> **Exercise instructions**:
Please report every line in the rows below that contains the word "orange". Copy each of those lines in full.

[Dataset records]
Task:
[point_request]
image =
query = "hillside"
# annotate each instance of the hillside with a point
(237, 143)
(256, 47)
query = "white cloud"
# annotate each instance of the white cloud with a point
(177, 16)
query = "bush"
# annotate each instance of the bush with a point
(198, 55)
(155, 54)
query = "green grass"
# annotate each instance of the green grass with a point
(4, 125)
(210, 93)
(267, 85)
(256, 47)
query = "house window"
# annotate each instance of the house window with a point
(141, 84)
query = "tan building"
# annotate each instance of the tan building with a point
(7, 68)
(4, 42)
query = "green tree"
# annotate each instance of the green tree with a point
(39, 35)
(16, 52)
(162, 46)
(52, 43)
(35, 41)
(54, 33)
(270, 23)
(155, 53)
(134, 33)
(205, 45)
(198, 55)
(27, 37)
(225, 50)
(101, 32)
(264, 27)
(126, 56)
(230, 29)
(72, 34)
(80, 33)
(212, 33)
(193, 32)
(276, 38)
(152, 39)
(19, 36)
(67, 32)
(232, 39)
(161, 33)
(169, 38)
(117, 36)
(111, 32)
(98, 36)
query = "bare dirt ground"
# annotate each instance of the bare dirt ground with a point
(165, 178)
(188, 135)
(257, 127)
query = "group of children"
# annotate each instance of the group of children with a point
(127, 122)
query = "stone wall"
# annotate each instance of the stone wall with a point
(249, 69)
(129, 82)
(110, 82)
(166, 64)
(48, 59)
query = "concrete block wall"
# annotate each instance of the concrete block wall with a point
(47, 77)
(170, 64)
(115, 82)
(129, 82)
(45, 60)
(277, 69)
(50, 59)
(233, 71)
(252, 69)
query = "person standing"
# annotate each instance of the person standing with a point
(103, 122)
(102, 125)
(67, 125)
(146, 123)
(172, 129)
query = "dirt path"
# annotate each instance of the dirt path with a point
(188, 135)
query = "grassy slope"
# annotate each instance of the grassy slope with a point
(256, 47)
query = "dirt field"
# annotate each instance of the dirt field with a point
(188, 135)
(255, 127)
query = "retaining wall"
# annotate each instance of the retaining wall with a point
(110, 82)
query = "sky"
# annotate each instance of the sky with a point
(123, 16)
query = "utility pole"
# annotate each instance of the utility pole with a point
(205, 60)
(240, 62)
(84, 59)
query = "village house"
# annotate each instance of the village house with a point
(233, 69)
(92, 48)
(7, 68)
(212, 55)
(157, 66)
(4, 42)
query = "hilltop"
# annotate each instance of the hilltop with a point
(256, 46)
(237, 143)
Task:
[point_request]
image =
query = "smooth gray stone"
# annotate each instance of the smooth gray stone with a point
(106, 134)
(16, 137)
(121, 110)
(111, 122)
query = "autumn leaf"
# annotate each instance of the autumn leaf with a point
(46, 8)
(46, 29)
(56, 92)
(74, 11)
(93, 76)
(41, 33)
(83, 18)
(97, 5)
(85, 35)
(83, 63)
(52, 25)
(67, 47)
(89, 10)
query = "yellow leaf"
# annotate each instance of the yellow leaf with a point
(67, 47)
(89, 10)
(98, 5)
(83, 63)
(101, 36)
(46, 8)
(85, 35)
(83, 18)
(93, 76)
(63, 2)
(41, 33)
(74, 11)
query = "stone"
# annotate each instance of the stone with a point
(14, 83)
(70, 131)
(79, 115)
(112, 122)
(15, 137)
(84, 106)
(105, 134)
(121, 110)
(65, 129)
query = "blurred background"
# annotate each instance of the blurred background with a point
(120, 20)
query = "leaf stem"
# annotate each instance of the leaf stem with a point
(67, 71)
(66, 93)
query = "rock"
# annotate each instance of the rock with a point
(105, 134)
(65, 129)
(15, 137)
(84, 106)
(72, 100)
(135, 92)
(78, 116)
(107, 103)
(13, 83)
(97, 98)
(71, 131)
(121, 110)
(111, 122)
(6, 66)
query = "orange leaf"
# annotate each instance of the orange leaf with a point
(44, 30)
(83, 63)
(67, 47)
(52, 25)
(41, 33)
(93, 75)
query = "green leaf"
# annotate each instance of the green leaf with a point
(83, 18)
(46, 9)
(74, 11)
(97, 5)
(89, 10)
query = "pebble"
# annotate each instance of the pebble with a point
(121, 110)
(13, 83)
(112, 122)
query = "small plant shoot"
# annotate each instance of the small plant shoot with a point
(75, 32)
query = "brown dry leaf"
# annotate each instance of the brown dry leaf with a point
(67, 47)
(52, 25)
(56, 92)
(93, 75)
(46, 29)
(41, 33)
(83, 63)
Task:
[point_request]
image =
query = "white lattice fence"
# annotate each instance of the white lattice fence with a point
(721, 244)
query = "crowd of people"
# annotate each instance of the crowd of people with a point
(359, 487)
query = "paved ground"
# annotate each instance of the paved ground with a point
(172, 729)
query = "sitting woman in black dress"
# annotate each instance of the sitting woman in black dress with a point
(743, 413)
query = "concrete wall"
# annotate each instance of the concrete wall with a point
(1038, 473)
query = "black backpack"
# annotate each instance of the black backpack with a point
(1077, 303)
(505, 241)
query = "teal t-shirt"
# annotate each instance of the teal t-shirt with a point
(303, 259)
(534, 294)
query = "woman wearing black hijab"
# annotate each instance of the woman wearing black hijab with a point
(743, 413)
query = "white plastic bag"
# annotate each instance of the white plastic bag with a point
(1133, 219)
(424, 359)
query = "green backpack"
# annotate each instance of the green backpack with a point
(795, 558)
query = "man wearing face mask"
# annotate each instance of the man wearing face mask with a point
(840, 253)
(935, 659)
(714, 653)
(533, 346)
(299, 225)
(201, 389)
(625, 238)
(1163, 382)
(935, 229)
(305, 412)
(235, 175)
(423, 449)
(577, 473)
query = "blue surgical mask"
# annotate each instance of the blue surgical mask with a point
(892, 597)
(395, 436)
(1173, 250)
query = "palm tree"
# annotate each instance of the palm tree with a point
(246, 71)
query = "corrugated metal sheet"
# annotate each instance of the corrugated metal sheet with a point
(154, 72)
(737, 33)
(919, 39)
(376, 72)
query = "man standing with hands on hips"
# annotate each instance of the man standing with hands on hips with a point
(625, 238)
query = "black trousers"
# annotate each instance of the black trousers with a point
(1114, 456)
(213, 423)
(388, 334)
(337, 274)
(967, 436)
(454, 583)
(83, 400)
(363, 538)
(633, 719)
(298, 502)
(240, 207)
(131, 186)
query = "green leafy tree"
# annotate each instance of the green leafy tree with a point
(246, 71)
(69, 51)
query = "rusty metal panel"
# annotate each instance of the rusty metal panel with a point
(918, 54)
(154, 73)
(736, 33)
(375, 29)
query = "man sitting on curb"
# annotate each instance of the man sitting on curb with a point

> **Result for this exercise**:
query = "orange leaf"
# annotate each instance of the orange leaf with a point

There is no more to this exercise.